───── PROVIDED RECORDS

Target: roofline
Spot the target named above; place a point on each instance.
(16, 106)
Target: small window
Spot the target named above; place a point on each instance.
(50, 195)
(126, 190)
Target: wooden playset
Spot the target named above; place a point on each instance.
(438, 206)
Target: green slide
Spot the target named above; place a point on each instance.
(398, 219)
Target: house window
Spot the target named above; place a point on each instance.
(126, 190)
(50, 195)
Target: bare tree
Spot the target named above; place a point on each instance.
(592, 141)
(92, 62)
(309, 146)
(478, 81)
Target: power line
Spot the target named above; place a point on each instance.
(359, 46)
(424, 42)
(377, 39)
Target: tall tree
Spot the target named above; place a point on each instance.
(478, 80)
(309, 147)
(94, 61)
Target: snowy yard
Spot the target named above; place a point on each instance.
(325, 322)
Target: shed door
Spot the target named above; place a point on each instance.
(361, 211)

──────────
───── PROVIDED RECORDS

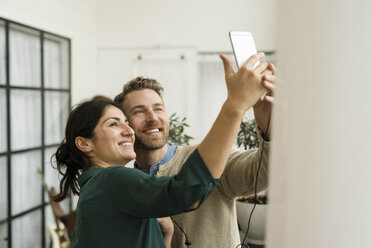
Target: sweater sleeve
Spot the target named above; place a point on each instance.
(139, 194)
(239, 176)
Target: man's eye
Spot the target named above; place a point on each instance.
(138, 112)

──────────

#### SHORT EXERCISE:
Copy out each line in the two blocks above that contains the word "window". Case counts.

#### ANSWER TO THE TASK:
Target: small window
Target: house window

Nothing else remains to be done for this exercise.